PROVIDED DATA.
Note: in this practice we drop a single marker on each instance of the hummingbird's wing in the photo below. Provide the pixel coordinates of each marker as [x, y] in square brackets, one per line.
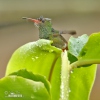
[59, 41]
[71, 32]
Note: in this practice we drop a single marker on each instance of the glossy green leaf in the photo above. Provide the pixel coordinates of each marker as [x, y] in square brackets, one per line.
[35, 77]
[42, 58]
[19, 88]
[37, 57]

==

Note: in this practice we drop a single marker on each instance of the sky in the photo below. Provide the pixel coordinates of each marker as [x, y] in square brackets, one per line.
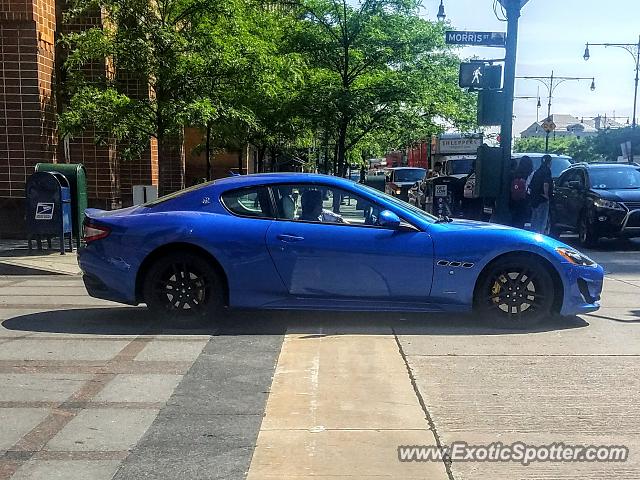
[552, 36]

YOUR OBJECTIVE.
Filter the items above down to the lines containing the string "below", and copy each such line in full.

OUTPUT FOR THIS EXERCISE.
Note: in this practice we drop a single marker on each instance of the hummingbird's wing in the photo below. Provide the pixel coordinates of each marker as [x, y] in square brackets, one per line.
Note: in this practice we drop a single marker on each instance of the sky in the photo below. Provide the pixel coordinates of each marker as [x, y] in square brackets, one per line.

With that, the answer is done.